* **Фрагмент текста**
# # # #
Сравнивая социальную философию коммуниста Уинстэнли с индивидуалистической социальной философией левеллеров, биограф Уинстэнли Т.А. Павлова пишет, что левеллеры «защищали как раз отделенность, независимость каждой личности от других, ее суверенные неотчуждаемые права во враждебном и иррациональном мире, управляемом непознаваемой волей всевышнего. Уинстэнли же вся вселенная представляется разумным и гармоническим целым, управляемым ясными, рациональными и постижимыми естественными законами, конечная цель которых – благоденствие и счастье человеческого рода…» (Павлова. Уинстэнли, с. 79).
# # # #
* **Сохранённые данные**
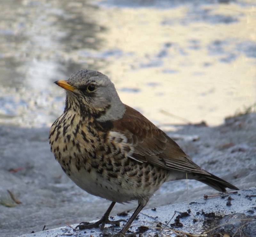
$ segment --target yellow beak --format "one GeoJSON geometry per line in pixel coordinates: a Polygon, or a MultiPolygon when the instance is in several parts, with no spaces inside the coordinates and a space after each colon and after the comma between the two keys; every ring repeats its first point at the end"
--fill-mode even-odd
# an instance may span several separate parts
{"type": "Polygon", "coordinates": [[[76,89],[74,87],[73,87],[72,85],[70,85],[68,81],[65,81],[65,80],[60,80],[59,81],[56,81],[54,83],[57,84],[59,86],[64,88],[65,90],[68,90],[71,91],[73,91],[76,89]]]}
# # # #
* **Постановка задачи A**
Кто, согласно фрагменту текста, является биографом Уинстэнли?
* **Постановка задачи B**
Продолжите фрагмент текста о взглядах Уинстэнли и левеллеров после его последнего предложения.
Данные — отдельный материал, с фрагментом текста они не связаны.

* **Результат A**
Т.А. Павлова.

* **Результат B**
Метод мышления мелкобуржуазных демократов – левеллеров – юридический метод. Писаниям Лильберна свойственна мания выискивать каждому демократическому требованию законные основания и юридические прецеденты в «старых английских вольностях». До материалистического взгляда на мир смогли подняться идеологи крупной буржуазии Томас Гоббс и Джеймс Гаррингтон (этот последний объяснял Английскую революцию тем, что денежная собственность стала сильнее земельной собственности, и изменения в отношениях собственности сделало неизбежным изменение политической системы), еще более – идеолог неимущих классов Джерард Уинстэнли, увидевший первопричину общественных бедствий в экономической власти одних людей над другими, но не передовые борцы мелкой буржуазии…
Джерард Уинстэнли родился в 1609г. До революции он был мелким торговцем сукном в Лондоне, в начале революции разорился и стал общественным пастухом в графстве Серри:
«Я не имел ни состояния, ни определенного места жительства, ни способа добыть себе пропитание, все было зачеркнуто; если кто-то и хотел помочь мне, то только ради собственной выгоды, и когда они получали от меня все, что могли, они покидали меня и становились врагами. Так что душа моя увидела, что она оставлена одна…» (Павлова, цит. соч., с. 31).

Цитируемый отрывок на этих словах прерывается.